[EXCERPTED PASSAGE]
California HSR "Assured" and "Ordinary" in Kids Book

Can a children’s book have an affect on transportation policy? Can it give a push to create California High-Speed Rail? Elisha Cooper’s Train may just achieve that in its own quiet way.
View of California High Speed Rail train crossing from Oakland to San Francisco. Image: Elisha Cooper
Having a two-year old child means reading books to her. I often go to the library to check out books. Some are good. Some are boring but colorful. But once in a while the book is both good for kids, and has a bigger message beyond kids.

Train (2013), by Elisha Cooper is a story that takes us on a train journey across America from New York to California. We start off at a Grand Central Station inspired commuter rail station, and arrive at a suburban station. As commuters get off the train, an Amtrak train passes by, which we then follow. As the story progresses, we cross the country switching types of trains, from commuter to passenger long-distance, to freight, to overnight passenger, and finally high speed rail.

The book grabbed my attention for showing a high-speed rail train in a book that treated the train as regular as any other train. Many perceive high-speed trains as futuristic, or fantasy – but placing it in a children’s book as just another train made it feel so normal. It felt as if we should expect the train, just like we expect new construction at an airport, or expect the next technological advancement.

"Train" cover. Book by Elisha Cooper.


Blue Amtrak train passes commuter train. Image: Elisha Cooper.
I asked Cooper how he came up with the idea of the narrative of switching train types and including a high-speed train.
"There’s love for trains in America, especially with children, but not enough.  We’re a car country.  In some small way I wanted to address that – show where our country needs to go.  So this book is about trains, but it’s really about travel.  How travel is transporting, in both senses of the word.  That’s my hope at least.

[Regarding the narrative,] when I started this book, I knew I wanted to write about all kinds of trains, but couldn’t figure out how.  Then it struck me that I could have different trains pass each other.  That was my way into the book.  I saw how these trains could leap-frog the reader across the country all the way to San Francisco.  Since I now live in New York, but used to live in the Bay Area, this journey seemed right.

Cooper is optimistic about the prospects for high-speed rail’s future in California.

[REQUEST A] In the records, change "photo" to "image" everywhere in the part that opens with the line containing "Wildlife-survey input: mark every instance of the pink petal" and runs through the end of the records. Give back only that part with everything else left as it is, and leave out the pictures.

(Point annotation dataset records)
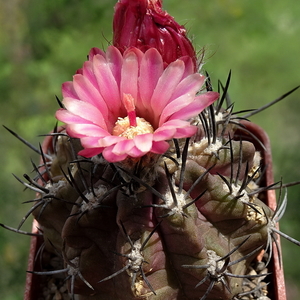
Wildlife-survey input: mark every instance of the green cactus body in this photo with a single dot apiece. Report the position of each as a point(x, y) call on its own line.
point(178, 226)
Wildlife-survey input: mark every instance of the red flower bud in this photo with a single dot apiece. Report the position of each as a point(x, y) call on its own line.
point(143, 24)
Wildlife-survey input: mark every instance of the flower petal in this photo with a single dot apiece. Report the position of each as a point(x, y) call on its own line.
point(143, 142)
point(88, 93)
point(90, 152)
point(160, 147)
point(108, 86)
point(86, 111)
point(150, 71)
point(166, 85)
point(83, 130)
point(112, 157)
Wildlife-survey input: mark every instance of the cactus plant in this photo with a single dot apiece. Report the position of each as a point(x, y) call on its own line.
point(155, 187)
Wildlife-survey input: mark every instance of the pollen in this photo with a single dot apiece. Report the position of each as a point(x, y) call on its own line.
point(122, 128)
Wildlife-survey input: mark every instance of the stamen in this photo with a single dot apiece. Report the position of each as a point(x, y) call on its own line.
point(128, 102)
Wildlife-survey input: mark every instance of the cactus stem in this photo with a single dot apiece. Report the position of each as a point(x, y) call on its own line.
point(19, 231)
point(208, 84)
point(224, 94)
point(39, 175)
point(257, 288)
point(135, 259)
point(183, 164)
point(198, 180)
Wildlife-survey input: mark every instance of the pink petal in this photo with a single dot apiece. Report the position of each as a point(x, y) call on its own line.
point(129, 75)
point(86, 111)
point(189, 85)
point(110, 140)
point(150, 70)
point(88, 72)
point(115, 60)
point(108, 86)
point(82, 130)
point(90, 142)
point(65, 116)
point(123, 147)
point(160, 147)
point(184, 132)
point(166, 85)
point(143, 142)
point(88, 93)
point(68, 90)
point(90, 152)
point(135, 152)
point(110, 156)
point(175, 106)
point(164, 133)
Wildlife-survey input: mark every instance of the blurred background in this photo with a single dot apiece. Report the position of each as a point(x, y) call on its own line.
point(42, 44)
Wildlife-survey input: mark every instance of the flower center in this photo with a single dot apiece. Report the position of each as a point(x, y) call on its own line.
point(131, 125)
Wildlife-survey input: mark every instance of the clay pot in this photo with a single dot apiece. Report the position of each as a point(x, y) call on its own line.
point(276, 288)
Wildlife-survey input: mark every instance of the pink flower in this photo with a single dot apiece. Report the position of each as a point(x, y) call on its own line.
point(143, 24)
point(130, 105)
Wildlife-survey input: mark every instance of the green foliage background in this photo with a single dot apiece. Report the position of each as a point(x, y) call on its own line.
point(42, 44)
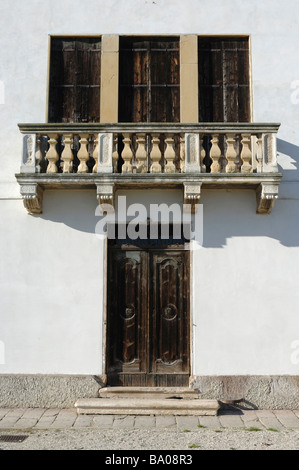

[REQUEST B] In the piece about the children's book Train, where did Elisha Cooper live before moving to New York?

[EXERCISE SOLUTION A]
Wildlife-survey input: mark every instance of the pink petal in this image with a single dot apiece. Report the position of each as a point(x, y) call on its own line.
point(129, 75)
point(86, 111)
point(189, 85)
point(110, 140)
point(150, 70)
point(88, 72)
point(115, 60)
point(108, 86)
point(82, 130)
point(90, 142)
point(65, 116)
point(123, 147)
point(160, 147)
point(184, 132)
point(166, 85)
point(143, 142)
point(88, 93)
point(68, 90)
point(90, 152)
point(135, 152)
point(110, 156)
point(175, 106)
point(164, 133)
Wildlife-survey input: mark every instance of the blurred background in this image with a single dot apiece. Report the position of each as a point(x, y) call on its own line.
point(42, 44)
Wildlife-survey input: mark every instance of the flower center in this image with a single dot apiece. Report the position of each as a point(x, y) call on its own line.
point(131, 125)
Wildlife-survey input: mark every instance of the clay pot in this image with a single dot apiece. Report the position of each as a point(x, y) call on its own line.
point(276, 288)
Wildlife-survey input: mark every instance of the pink flower in this image with a single dot apiece. Report the position of each as a point(x, y) call on its own line.
point(143, 24)
point(130, 105)
Wildlife-survey input: mark every instance of the green foliage background in this image with a single dot apiece. Report the position of each as a point(x, y) call on its own line.
point(42, 44)

[EXERCISE SOLUTION B] The Bay Area.